*** STORED DATA

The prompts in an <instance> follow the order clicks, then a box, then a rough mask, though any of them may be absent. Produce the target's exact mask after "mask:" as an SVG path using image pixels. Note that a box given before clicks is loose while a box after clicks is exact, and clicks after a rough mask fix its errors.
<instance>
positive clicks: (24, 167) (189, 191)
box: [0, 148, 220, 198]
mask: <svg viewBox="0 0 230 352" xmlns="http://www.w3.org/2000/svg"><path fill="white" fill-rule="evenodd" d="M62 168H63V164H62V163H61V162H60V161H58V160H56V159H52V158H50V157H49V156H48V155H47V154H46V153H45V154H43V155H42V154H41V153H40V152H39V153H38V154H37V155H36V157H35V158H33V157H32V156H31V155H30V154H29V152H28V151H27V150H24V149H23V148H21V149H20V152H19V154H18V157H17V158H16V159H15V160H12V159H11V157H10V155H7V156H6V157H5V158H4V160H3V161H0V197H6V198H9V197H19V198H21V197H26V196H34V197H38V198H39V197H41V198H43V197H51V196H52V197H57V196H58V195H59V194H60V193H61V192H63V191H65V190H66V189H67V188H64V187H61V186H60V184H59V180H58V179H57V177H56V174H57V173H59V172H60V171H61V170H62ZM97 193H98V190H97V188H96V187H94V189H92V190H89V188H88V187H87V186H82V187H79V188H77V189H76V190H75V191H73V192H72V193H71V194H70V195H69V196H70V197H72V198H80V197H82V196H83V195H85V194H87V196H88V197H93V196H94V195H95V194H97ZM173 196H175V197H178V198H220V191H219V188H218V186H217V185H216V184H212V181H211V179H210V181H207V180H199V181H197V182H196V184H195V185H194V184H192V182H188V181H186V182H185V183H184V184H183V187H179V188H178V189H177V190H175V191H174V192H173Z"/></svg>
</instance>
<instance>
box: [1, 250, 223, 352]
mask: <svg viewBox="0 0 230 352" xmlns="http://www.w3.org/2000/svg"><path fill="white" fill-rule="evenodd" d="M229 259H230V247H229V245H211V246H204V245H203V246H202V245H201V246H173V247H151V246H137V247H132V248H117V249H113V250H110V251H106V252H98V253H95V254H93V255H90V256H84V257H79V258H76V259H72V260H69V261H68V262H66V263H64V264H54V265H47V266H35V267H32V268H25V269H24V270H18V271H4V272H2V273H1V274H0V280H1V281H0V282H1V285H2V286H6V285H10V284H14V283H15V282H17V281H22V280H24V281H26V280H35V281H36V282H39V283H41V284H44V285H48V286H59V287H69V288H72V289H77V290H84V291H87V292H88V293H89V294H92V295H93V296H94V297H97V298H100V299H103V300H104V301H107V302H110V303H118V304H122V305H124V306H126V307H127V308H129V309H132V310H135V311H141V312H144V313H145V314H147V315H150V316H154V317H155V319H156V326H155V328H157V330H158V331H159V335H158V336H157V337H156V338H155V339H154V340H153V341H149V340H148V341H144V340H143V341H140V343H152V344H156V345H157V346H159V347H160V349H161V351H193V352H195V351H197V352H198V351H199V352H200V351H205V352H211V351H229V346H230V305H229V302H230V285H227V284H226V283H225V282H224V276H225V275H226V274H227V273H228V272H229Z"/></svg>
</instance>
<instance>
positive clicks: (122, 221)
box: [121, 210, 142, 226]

******

ABOUT THIS EXERCISE: Please copy all of the records above word for word.

RESULT OF THIS TASK:
The prompts in an <instance> follow the order clicks, then a box, then a rough mask, though any of them may be absent. Produce the target's exact mask after "mask:" as an SVG path using image pixels. Note that a box given before clicks is loose while a box after clicks is exact, and clicks after a rough mask fix its errors.
<instance>
positive clicks: (24, 167) (189, 191)
box: [0, 148, 220, 198]
mask: <svg viewBox="0 0 230 352" xmlns="http://www.w3.org/2000/svg"><path fill="white" fill-rule="evenodd" d="M62 168H63V164H62V163H61V162H60V161H58V160H56V159H52V158H50V157H49V156H48V155H47V154H46V153H45V154H43V155H42V154H41V153H40V152H39V153H38V154H37V155H36V157H35V158H33V157H32V156H31V155H30V154H29V152H28V151H27V150H24V149H23V148H21V149H20V152H19V154H18V157H17V158H16V159H15V160H12V159H11V157H10V155H7V156H6V157H5V158H4V160H3V161H0V197H6V198H9V197H19V198H21V197H26V196H34V197H38V198H39V197H41V198H43V197H51V196H52V197H57V196H58V195H59V194H60V193H61V192H63V191H65V190H66V189H67V188H64V187H61V186H60V184H59V180H58V179H57V177H56V174H57V173H59V172H60V171H61V170H62ZM97 193H98V190H97V188H96V187H94V189H92V190H89V188H88V187H87V186H82V187H79V188H77V189H76V190H75V191H73V192H72V193H71V194H70V195H69V196H70V197H72V198H80V197H82V196H83V195H85V194H87V196H88V197H93V196H94V195H95V194H97ZM173 196H175V197H178V198H220V191H219V188H218V186H217V185H216V184H212V181H211V179H210V181H207V180H199V181H197V182H196V184H195V185H194V184H192V182H188V181H186V182H185V183H184V184H183V187H179V188H178V189H177V190H175V191H174V192H173Z"/></svg>
</instance>
<instance>
box: [1, 250, 223, 352]
mask: <svg viewBox="0 0 230 352" xmlns="http://www.w3.org/2000/svg"><path fill="white" fill-rule="evenodd" d="M229 259H230V247H229V245H211V246H204V245H203V246H202V245H201V246H173V247H151V246H137V247H132V248H117V249H113V250H110V251H106V252H98V253H95V254H93V255H90V256H84V257H79V258H76V259H72V260H69V261H68V262H66V263H64V264H54V265H47V266H35V267H32V268H25V269H24V270H18V271H4V272H2V273H1V274H0V280H1V281H0V282H1V285H2V286H6V285H10V284H14V283H15V282H17V281H22V280H24V281H26V280H35V281H36V282H39V283H41V284H44V285H48V286H59V287H69V288H72V289H77V290H84V291H87V292H88V293H89V294H92V295H93V296H94V297H97V298H100V299H103V300H104V301H107V302H110V303H118V304H122V305H124V306H126V307H127V308H129V309H132V310H135V311H141V312H144V313H145V314H147V315H150V316H154V317H155V319H156V326H155V328H157V330H158V331H159V335H158V336H157V337H156V338H155V339H154V340H153V341H149V340H148V341H144V340H143V341H140V343H152V344H156V345H157V346H159V347H160V349H161V351H193V352H195V351H197V352H198V351H199V352H200V351H205V352H211V351H229V346H230V305H229V302H230V285H227V284H226V283H225V282H224V276H225V275H226V274H227V273H228V272H229Z"/></svg>
</instance>
<instance>
positive clicks: (122, 221)
box: [121, 210, 142, 226]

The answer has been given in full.